Wednesday, January 21, 2009

Fit the Fourth, Page 28, Panel 3 … I was a modest, good-humoured snark, it is Oxford that has made me insufferable



The Beaver went simply galumphing about,
At seeing the Butcher so shy:
And even the Baker, though stupid and stout,
Made an effort to wink with one eye.

The story so far … a darkness has fallen upon the land and there are B-Boyz abroad … they search for the one snark, the Baker’s-Bane of eldritch lore … the one snark to rule them all, the one snark to find them, the one snark to bring them all, and in the darkness bind them.

Both Lewis Carroll and J.R.R. Tolkien were Oxford men and both had full-blown language manias. We’ve already seen how the Forks and Hope refrain of the Snark (if not the entire poem) was begat by the Old Norse galdors, those pagan charms from the same realm of verse which Tolkien plundered so fruitfully. We can also classify Carroll’s Snark (Snarquus boojum) in the same genus as Tolkien’s Ring (Annulus horribilis), the genus of all imaginary, highly sought-after and utterly annihilating thingamabobs or such-like fritter-my-wigs.

In addition, both men’s œuvres sternly eschewed romance except in the most cursory way. Hence, it is with a bit of a naughty giggle that I’ll let you have a quick peek at this picture of the Beaver showing off a bit of ankle! Hubba hubba, these Carrollians know how to live it up! The Beaver is obviously inebriated with her vampish power over the stupid and stout Baker, who has also succumbed to the heady bacchanals of this metamorphic circus! His wink (poorly rendered here, I admit, the result of using second-grade fresh india ink instead of the real, silken-smooth article) suggests to us his Houyhnhnmic approval of the Carrollian portmanteau which tops off this sinnful stanza : gallumph!

#### Object point labels:
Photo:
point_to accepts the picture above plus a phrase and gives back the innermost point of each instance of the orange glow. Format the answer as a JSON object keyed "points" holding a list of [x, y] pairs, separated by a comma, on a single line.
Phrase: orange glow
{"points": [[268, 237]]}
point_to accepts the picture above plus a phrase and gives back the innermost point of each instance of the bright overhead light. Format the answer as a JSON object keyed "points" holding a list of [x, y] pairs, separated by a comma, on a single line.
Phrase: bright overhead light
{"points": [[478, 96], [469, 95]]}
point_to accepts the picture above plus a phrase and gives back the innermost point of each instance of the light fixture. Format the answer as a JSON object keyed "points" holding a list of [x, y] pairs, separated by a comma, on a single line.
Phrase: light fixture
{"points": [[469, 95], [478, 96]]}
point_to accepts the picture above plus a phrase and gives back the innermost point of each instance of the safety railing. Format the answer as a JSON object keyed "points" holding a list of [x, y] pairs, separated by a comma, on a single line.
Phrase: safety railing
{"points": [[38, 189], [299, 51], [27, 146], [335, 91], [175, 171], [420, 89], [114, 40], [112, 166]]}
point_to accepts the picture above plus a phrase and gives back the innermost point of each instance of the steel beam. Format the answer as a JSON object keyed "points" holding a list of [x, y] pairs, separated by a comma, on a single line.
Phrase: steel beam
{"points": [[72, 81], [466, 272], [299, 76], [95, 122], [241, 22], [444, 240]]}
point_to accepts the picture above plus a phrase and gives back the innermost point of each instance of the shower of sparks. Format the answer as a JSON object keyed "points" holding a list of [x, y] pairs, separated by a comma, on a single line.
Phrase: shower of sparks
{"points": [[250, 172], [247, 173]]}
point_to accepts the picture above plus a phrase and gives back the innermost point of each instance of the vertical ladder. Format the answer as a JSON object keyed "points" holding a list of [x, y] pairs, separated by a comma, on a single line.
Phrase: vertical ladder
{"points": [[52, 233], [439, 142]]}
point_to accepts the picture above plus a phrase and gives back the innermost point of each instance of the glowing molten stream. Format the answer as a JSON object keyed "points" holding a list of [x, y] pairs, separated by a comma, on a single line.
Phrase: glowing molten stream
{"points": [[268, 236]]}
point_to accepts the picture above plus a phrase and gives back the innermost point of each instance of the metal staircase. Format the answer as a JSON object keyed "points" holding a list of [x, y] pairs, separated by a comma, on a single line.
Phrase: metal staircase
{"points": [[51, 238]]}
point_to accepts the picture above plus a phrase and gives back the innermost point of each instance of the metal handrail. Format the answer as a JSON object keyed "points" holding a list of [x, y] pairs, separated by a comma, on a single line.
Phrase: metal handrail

#### WHAT THIS TASK INVOLVES:
Pick up the blog post about the Snark illustration after its final sentence and continue it in the same playful voice.

#### TASK OUTPUT:
All of which begs the question — what on earth has this to do with J.R.R. Tolkien? What on earth possessed me to follow this discombobulated line of addled thinking comparable to the meanderings of a slightly concussed bee?

To which I must reply, in the words of yet another celebrated Oxford man: ignorance, madam, pure ignorance!

3 comments:

  1. "Writers like Tolkien take you to the edge of the Abyss and point out the excellent tea-garden at the bottom, showing you the steps carved into the cliff and reminding you to be a bit careful because the hand-rails are a trifle shaky as you go down; they haven't got the approval yet to put a new one in."

    -- Epic Pooh (via)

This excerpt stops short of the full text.